* Short exercise:
Reproduce the listing below line for line, keeping every character unchanged.

* Dataset excerpts:
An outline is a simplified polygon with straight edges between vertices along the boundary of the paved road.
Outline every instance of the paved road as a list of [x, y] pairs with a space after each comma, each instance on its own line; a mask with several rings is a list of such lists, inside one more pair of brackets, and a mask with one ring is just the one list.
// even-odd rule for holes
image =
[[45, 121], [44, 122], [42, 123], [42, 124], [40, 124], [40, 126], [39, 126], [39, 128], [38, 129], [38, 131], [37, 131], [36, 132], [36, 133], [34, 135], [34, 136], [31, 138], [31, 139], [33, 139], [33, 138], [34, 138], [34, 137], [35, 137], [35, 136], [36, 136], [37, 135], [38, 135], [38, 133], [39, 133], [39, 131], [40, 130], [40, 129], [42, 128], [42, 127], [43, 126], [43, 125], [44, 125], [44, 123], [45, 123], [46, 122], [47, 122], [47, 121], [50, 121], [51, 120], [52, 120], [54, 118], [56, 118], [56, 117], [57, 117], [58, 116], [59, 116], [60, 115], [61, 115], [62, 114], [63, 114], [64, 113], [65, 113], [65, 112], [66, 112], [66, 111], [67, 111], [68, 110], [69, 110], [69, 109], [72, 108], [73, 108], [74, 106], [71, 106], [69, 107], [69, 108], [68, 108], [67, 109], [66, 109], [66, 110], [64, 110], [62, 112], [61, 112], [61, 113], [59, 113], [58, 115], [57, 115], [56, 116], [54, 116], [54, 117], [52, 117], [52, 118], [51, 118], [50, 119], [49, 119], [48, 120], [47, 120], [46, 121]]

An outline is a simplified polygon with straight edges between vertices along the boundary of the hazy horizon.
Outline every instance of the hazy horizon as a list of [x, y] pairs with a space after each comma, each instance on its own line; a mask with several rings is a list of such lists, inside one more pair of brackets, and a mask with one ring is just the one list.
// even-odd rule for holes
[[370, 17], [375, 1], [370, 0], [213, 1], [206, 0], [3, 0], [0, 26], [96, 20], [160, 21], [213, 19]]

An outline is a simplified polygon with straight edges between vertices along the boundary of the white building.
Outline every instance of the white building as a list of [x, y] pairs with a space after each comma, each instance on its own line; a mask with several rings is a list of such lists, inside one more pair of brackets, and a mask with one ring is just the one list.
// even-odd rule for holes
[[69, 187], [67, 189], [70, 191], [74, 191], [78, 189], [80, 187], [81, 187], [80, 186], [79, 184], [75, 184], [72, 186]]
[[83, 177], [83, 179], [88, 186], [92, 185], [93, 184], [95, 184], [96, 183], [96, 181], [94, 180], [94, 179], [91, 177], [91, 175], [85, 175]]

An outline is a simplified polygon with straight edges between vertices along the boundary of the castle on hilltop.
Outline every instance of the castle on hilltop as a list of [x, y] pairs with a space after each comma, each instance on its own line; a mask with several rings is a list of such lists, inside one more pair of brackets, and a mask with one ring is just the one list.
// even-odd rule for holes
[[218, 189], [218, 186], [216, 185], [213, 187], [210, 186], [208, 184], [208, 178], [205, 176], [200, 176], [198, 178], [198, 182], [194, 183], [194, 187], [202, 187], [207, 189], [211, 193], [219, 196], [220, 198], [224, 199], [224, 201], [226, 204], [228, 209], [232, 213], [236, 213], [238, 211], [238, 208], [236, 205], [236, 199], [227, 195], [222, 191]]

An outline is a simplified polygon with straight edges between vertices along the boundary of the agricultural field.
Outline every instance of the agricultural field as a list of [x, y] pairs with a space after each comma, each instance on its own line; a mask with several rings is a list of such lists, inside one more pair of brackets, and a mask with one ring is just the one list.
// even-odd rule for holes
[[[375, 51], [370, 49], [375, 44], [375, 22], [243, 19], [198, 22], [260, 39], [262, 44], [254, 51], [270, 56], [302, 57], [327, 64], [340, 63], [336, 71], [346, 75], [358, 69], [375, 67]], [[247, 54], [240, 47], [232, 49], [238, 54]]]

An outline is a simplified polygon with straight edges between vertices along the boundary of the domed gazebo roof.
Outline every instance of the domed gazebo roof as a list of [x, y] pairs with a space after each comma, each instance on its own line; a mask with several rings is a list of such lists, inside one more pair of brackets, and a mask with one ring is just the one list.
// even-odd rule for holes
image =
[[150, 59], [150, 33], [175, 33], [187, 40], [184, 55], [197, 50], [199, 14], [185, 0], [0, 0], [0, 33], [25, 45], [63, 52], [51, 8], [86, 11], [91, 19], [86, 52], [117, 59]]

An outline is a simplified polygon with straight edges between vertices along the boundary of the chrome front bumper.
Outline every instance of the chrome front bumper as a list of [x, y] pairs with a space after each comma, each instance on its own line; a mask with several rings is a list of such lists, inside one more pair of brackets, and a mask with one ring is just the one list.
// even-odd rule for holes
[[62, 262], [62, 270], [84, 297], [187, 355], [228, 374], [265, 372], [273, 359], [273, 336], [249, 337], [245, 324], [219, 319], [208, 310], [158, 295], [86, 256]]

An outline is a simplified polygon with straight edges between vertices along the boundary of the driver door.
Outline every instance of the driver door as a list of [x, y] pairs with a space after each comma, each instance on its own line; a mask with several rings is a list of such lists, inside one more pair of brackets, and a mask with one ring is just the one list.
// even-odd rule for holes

* Solution:
An outline is a simplified polygon with straight edges between vertices along the boundary of the paved road.
Outline every instance of the paved road as a list of [x, y] pairs with a space after each comma, each instance on its own line; a mask with several rings is a list of such lists, inside one more pair of brackets, and a mask with one ring is just the one list.
// even-odd rule for holes
image =
[[45, 121], [44, 122], [42, 123], [42, 124], [40, 124], [40, 126], [39, 126], [39, 128], [38, 129], [38, 131], [37, 131], [36, 132], [36, 133], [34, 135], [34, 136], [31, 138], [31, 139], [33, 139], [33, 138], [34, 138], [34, 137], [35, 137], [35, 136], [36, 136], [37, 135], [38, 135], [38, 133], [39, 133], [39, 131], [40, 130], [40, 129], [42, 128], [42, 127], [43, 126], [43, 125], [44, 125], [44, 123], [45, 123], [46, 122], [47, 122], [47, 121], [50, 121], [51, 120], [52, 120], [54, 118], [56, 118], [56, 117], [57, 117], [58, 116], [59, 116], [60, 115], [61, 115], [62, 114], [63, 114], [64, 113], [65, 113], [65, 112], [66, 112], [66, 111], [67, 111], [68, 110], [69, 110], [69, 109], [72, 108], [73, 108], [74, 106], [71, 106], [69, 107], [69, 108], [68, 108], [67, 109], [66, 109], [66, 110], [64, 110], [62, 112], [61, 112], [61, 113], [59, 113], [58, 115], [57, 115], [56, 116], [54, 116], [54, 117], [52, 117], [52, 118], [51, 118], [50, 119], [49, 119], [48, 120], [47, 120], [46, 121]]

An outline is a simplified polygon with straight edges between vertices along the boundary of the hazy horizon.
Outline every instance of the hazy horizon as a list of [x, y] pairs with a space after each comma, each instance on its own line; a mask with several rings is a list of such lists, inside one more pair of brackets, and a mask with one ring is just the one list.
// even-odd rule for holes
[[370, 17], [375, 1], [370, 0], [213, 1], [206, 0], [3, 0], [0, 26], [96, 20], [160, 21], [213, 19]]

An outline is a simplified polygon with straight edges between vertices along the boundary of the white building.
Outline every instance of the white building as a list of [x, y] pairs with a space after each comma, each instance on its own line; a mask with several rings is a list of such lists, inside one more pair of brackets, and a mask with one ring is just the one list.
// even-odd rule for holes
[[69, 187], [67, 189], [70, 191], [74, 191], [78, 189], [80, 187], [81, 187], [80, 186], [79, 184], [75, 184], [72, 186]]
[[83, 177], [83, 179], [88, 186], [92, 185], [93, 184], [95, 184], [96, 183], [96, 181], [94, 180], [94, 179], [91, 177], [91, 175], [85, 175]]

An outline is a simplified polygon with straight edges between vertices along the boundary of the castle on hilltop.
Outline every instance of the castle on hilltop as a list of [x, y] pairs with a space after each comma, each instance on its own line; a mask with several rings is a list of such lists, inside one more pair of brackets, and a mask with one ring is just the one list.
// even-odd rule for holes
[[218, 189], [218, 186], [216, 185], [213, 187], [210, 186], [208, 184], [208, 178], [205, 176], [200, 176], [198, 178], [198, 182], [194, 183], [194, 187], [202, 187], [207, 189], [211, 193], [219, 196], [220, 198], [224, 199], [224, 201], [226, 204], [228, 209], [232, 213], [236, 213], [238, 211], [238, 208], [236, 205], [236, 199], [227, 195], [222, 191]]

An outline is a simplified polygon with straight edges between vertices along the boundary of the agricultural field.
Outline every instance of the agricultural field as a list of [x, y] pairs with a space after each comma, each instance on its own line; a mask with several rings is a list of such lists, inside one more pair of brackets, and a mask with one ring is just the one list.
// even-odd rule for holes
[[[375, 51], [370, 49], [375, 44], [375, 22], [243, 19], [198, 22], [260, 39], [262, 44], [254, 51], [270, 56], [302, 57], [327, 64], [340, 63], [336, 71], [346, 75], [358, 69], [375, 67]], [[247, 54], [240, 47], [232, 49], [238, 54]]]

An outline is a simplified polygon with straight edges between vertices along the boundary of the domed gazebo roof.
Outline every instance of the domed gazebo roof as a list of [x, y] pairs with a space after each comma, each instance on its own line; a mask with several rings is a list of such lists, inside one more pair of brackets, and a mask with one ring is just the one list.
// even-odd rule for holes
image =
[[150, 59], [150, 33], [175, 33], [187, 40], [184, 55], [197, 50], [199, 14], [185, 0], [0, 0], [0, 33], [25, 45], [63, 52], [51, 8], [86, 11], [91, 19], [86, 52], [117, 59]]

An outline is a simplified polygon with straight edges between vertices along the boundary of the chrome front bumper.
Outline every instance of the chrome front bumper as a list of [x, y] pairs with a space after each comma, each instance on its own line; a mask with several rings is a list of such lists, inside one more pair of brackets, and a mask with one ring is just the one list.
// even-odd rule for holes
[[62, 262], [62, 270], [84, 297], [187, 355], [228, 374], [265, 372], [273, 359], [273, 336], [249, 337], [245, 324], [219, 319], [208, 310], [158, 295], [86, 256]]

An outline is a simplified polygon with straight edges between vertices along the boundary of the driver door.
Outline every instance of the driver door as a list of [x, y] pairs with a space after each comma, each instance on its own line; a mask with several rings is a list of such lists, inside one more pair of brackets, and a mask with one ring is just the one list.
// even-odd rule for holes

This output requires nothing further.